Description of the task: Say how many lines in the records hold "side". Nothing but the number should be given.

** Opening Data for processing block **

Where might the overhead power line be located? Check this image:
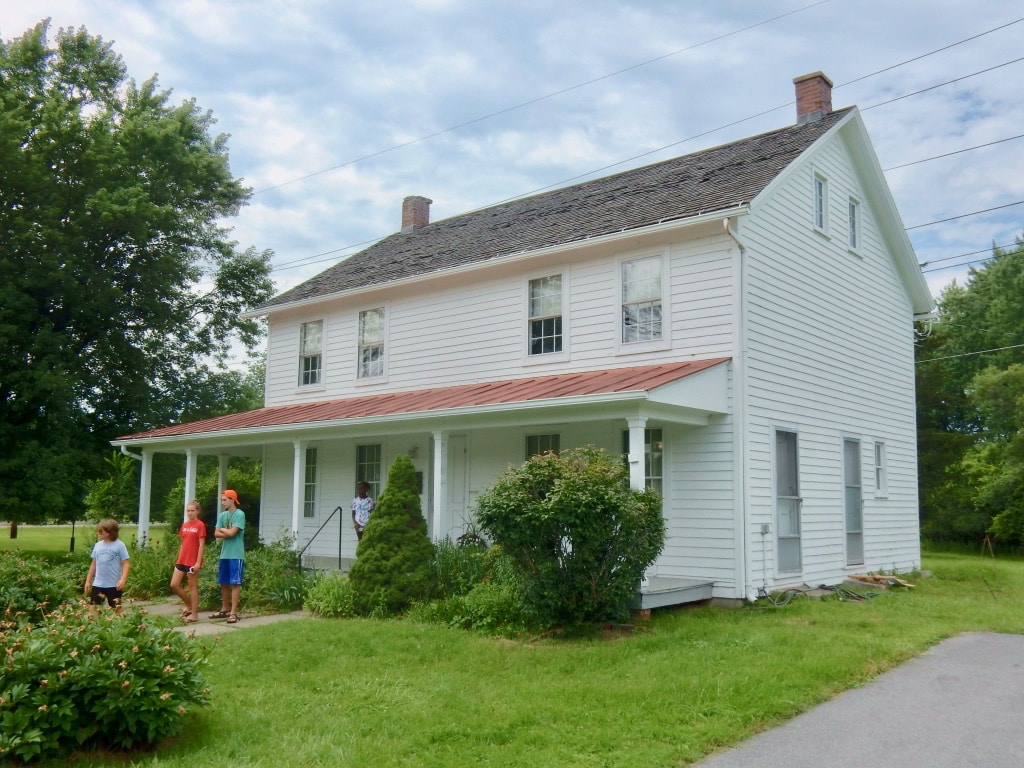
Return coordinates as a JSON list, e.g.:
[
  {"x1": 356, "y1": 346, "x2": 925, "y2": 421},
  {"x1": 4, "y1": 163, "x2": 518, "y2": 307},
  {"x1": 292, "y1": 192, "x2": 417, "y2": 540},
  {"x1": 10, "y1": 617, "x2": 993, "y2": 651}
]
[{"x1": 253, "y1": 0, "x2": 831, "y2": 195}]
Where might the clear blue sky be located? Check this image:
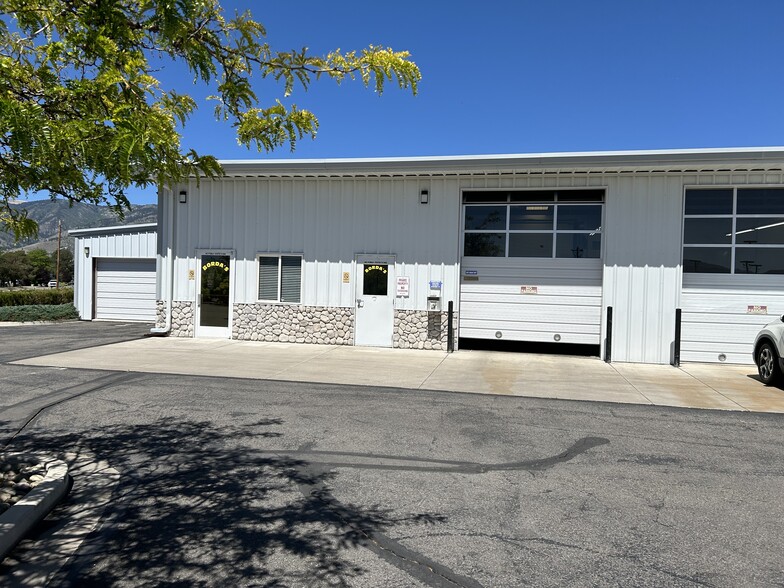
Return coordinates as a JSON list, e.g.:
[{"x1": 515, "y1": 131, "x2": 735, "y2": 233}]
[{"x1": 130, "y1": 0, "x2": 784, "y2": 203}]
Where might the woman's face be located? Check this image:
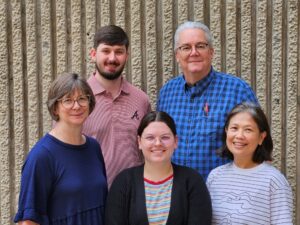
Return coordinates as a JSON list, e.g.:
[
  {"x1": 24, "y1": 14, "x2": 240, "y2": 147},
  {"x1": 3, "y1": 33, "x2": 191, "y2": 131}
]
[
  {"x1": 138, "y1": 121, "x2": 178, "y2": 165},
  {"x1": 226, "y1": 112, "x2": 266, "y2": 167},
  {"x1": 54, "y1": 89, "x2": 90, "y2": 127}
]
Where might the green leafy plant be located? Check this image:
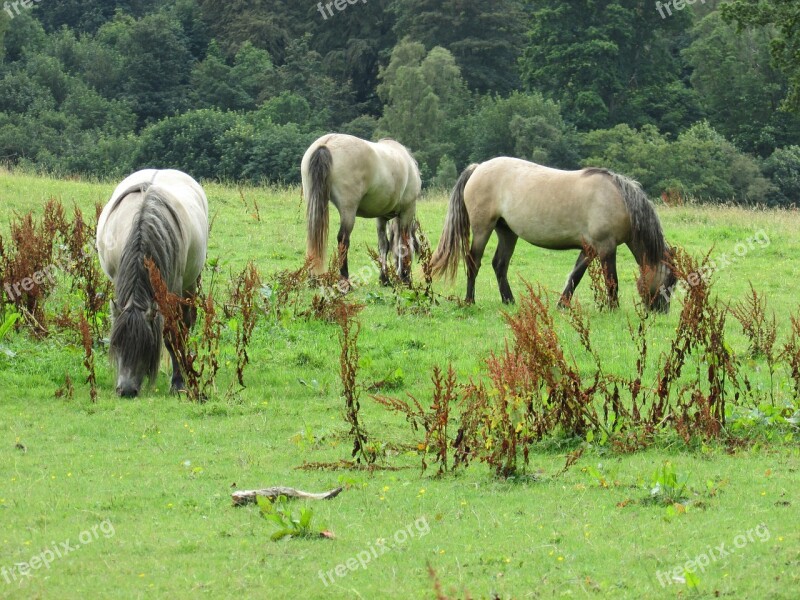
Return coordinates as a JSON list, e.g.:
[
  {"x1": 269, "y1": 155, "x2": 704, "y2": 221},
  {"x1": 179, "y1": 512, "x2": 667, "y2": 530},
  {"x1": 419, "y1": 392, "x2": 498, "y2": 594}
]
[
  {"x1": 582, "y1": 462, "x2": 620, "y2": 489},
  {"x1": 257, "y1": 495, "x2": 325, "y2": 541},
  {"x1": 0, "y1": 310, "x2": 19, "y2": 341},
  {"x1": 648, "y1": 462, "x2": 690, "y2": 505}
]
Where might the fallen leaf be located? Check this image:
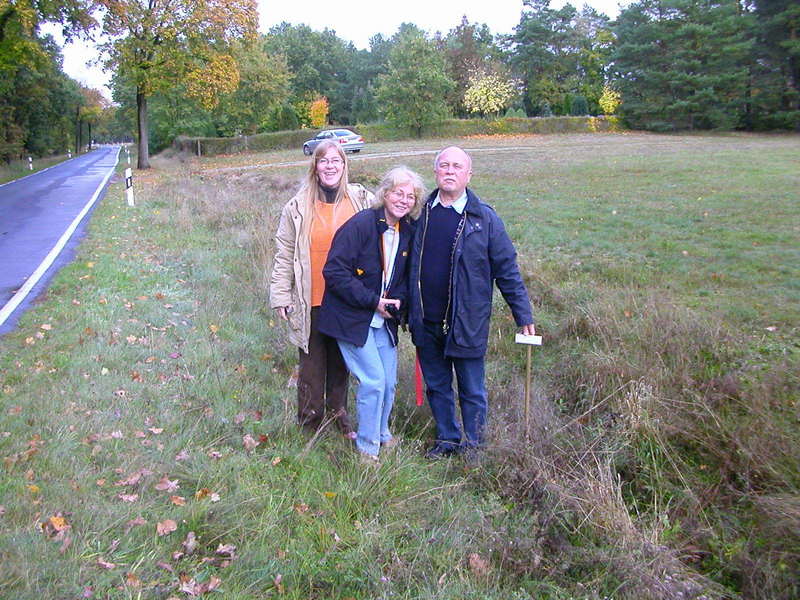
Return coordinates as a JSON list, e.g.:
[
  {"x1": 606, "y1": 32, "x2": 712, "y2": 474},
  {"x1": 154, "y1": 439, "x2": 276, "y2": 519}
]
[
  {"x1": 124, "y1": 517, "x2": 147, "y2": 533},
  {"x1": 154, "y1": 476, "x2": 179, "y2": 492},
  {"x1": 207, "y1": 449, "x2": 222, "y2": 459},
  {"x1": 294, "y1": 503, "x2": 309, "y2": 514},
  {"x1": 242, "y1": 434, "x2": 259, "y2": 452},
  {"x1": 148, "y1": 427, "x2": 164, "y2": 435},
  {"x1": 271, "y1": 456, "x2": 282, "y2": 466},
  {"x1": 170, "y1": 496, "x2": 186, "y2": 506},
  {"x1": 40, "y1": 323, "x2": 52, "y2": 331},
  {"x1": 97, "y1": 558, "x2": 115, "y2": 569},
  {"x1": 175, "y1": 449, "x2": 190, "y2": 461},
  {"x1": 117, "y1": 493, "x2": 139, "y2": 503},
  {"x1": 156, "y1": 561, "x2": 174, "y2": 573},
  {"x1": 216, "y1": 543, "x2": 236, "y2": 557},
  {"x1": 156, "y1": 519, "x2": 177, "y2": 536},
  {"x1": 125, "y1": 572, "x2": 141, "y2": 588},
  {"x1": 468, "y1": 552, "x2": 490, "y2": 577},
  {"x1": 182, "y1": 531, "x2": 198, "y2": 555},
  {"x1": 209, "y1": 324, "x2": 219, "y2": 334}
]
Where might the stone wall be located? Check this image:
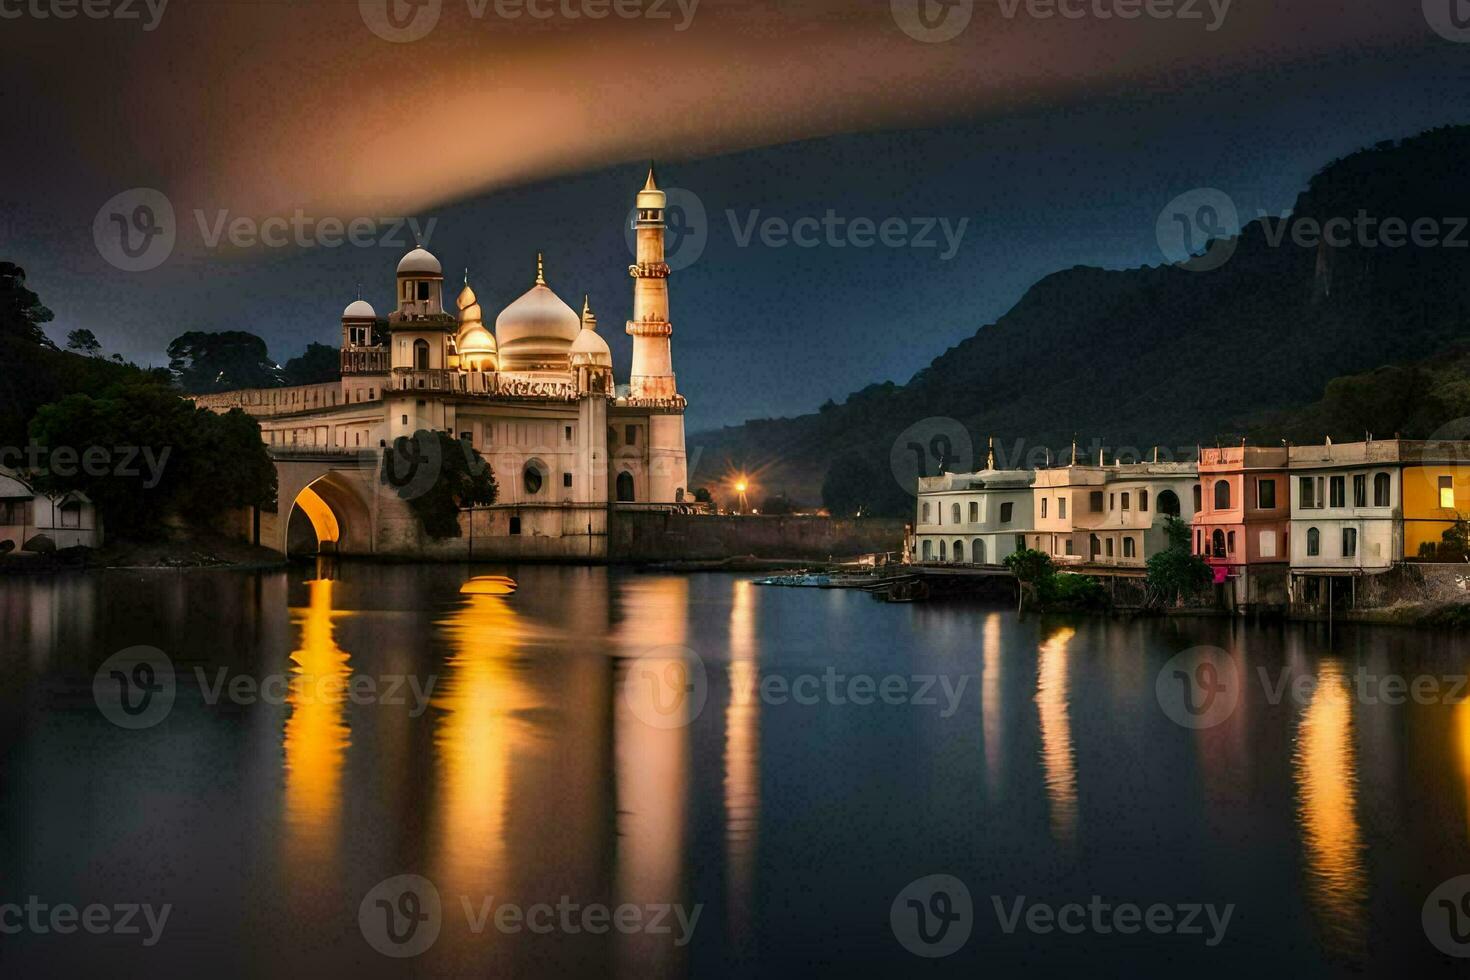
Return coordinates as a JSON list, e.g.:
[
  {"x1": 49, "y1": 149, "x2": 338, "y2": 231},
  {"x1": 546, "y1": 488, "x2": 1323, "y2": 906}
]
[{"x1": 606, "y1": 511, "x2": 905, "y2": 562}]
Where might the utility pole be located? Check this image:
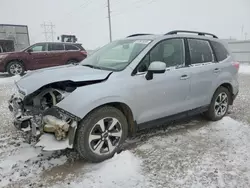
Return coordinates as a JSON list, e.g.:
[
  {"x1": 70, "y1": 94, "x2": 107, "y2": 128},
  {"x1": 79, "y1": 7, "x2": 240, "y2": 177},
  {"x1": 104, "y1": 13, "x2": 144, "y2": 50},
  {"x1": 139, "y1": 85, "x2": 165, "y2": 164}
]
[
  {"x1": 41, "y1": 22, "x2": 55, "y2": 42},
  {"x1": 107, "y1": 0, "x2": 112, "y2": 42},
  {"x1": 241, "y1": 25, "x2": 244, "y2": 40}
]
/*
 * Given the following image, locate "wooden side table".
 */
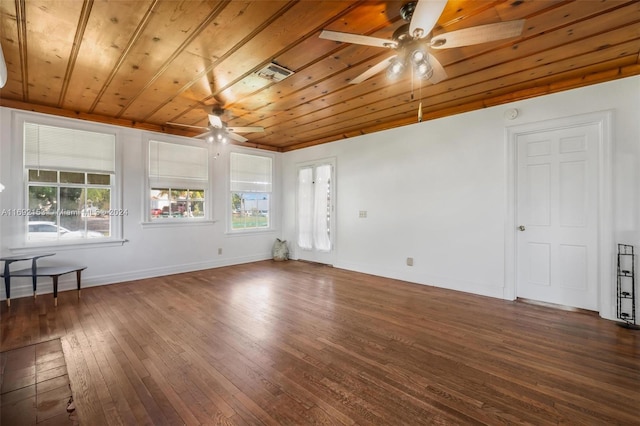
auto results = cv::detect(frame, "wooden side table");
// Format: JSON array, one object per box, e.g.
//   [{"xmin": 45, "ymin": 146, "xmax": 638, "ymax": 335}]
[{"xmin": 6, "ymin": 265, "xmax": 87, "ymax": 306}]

** Closing Data for processing block **

Expected answer: 2